O histórico da empresa permite vislumbrar algumas das práticas comerciais de uma indústria de 400 bilhões de dólares que desenvolveu produtos sofisticados que salvam vidas, porém ao mesmo tempo vem desafiando ou infringindo limites legais e éticos. As rivais da Medtronic, a Johnson & Johnson, Abbott Laboratories e Boston Scientific – ou as suas subsidiárias – também enfrentam acusações de fraude, suborno e outros delitos. Essas empresas disseram seguir práticas comerciais altamente éticas, cumprir todas as leis e ter programas rigorosos para impedir infrações de funcionários.
A Medtronic fabrica dispositivos que ajudam a controlar a diabetes, moderar a dor crônica e aliviar o mal de Parkinson. Inventou um marca-passo sem fio do tamanho de uma pílula de vitamina. Está se expandindo para novas áreas da medicina – administração de salas de operação, empréstimos para cuidar da saúde, monitoramento de pacientes.
Ao mesmo tempo, a empresa ou suas subsidiárias também enfrentam uma sindicância por supostamente manipular licitações no Brasil, inquéritos sobre práticas comerciais relacionadas a aparelhos vasculares nos Estados Unidos e acusações de evasão fiscal na Itália.
Durante um ano, mais de 250 repórteres e especialistas em dados de 59 organizações jornalísticas de 36 países colaboraram na investigação do Implant Files. O projeto incluiu entrevistas ou leitura de depoimentos de mais de cinquenta funcionários da Medtronic e entrevistas com dezenas de autoridades governamentais, pacientes, médicos e especialistas. Repórteres analisaram dezenas de milhares de páginas de autos de processos, arquivos de empresas, relatórios de regulamentação, auditorias do governo, registros de lobby, transcrições de conferências com analistas, artigos em periódicos médicos e outros documentos.

MATERIAL APRESENTADO:
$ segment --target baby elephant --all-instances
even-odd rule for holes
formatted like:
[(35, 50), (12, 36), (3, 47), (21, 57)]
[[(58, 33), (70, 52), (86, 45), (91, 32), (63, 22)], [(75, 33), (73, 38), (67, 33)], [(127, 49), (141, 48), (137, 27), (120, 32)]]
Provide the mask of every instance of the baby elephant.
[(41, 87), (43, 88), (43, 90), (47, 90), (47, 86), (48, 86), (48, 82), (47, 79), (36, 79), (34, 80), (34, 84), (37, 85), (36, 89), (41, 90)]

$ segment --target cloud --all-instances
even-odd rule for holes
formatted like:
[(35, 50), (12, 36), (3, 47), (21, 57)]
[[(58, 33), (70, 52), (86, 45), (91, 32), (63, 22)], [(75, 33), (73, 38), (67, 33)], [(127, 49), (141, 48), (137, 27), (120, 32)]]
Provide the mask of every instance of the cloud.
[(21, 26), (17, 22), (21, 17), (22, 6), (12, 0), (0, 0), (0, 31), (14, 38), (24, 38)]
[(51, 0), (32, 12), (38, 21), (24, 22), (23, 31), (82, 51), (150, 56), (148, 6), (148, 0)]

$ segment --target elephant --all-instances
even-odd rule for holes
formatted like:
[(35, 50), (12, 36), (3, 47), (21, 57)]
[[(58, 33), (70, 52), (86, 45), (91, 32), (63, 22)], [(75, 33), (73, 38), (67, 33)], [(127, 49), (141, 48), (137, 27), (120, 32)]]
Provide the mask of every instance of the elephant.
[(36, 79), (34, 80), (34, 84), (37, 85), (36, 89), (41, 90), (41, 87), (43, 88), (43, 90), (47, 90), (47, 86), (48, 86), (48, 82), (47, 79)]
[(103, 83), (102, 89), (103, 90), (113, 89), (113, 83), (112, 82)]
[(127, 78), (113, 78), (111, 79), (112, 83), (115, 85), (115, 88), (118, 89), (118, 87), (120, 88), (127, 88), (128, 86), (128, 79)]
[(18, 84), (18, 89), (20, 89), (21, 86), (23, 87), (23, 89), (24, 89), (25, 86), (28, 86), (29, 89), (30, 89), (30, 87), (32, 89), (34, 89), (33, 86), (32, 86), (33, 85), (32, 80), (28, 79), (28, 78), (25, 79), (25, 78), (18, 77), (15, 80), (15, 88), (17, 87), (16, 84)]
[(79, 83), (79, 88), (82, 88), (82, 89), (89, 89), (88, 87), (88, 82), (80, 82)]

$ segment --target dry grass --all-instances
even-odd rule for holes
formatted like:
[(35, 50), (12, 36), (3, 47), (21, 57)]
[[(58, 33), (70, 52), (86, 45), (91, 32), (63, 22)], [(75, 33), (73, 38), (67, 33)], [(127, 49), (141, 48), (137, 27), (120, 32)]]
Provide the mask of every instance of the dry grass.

EXERCÍCIOS PROPOSTOS:
A: Responda com base no texto sobre a Medtronic:
(i) Quais rivais da Medtronic também enfrentam acusações de fraude, suborno e outros delitos?
(ii) De que tamanho é o marca-passo sem fio inventado pela Medtronic?
(iii) Em que país há acusações de evasão fiscal?
B: Substitua "Implant Files" por "Arquivos dos Implantes" no trecho do texto sobre a Medtronic que vai de "Durante um ano, mais" até "e outros documentos.", inclusive, e reproduza esse trecho.
As entradas não têm relação com o texto sobre a Medtronic.

RESPOSTAS:
A:
(i) Johnson & Johnson, Abbott Laboratories e Boston Scientific, ou as suas subsidiárias.
(ii) Do tamanho de uma pílula de vitamina.
(iii) Na Itália.

B:
Durante um ano, mais de 250 repórteres e especialistas em dados de 59 organizações jornalísticas de 36 países colaboraram na investigação do Arquivos dos Implantes. O projeto incluiu entrevistas ou leitura de depoimentos de mais de cinquenta funcionários da Medtronic e entrevistas com dezenas de autoridades governamentais, pacientes, médicos e especialistas. Repórteres analisaram dezenas de milhares de páginas de autos de processos, arquivos de empresas, relatórios de regulamentação, auditorias do governo, registros de lobby, transcrições de conferências com analistas, artigos em periódicos médicos e outros documentos.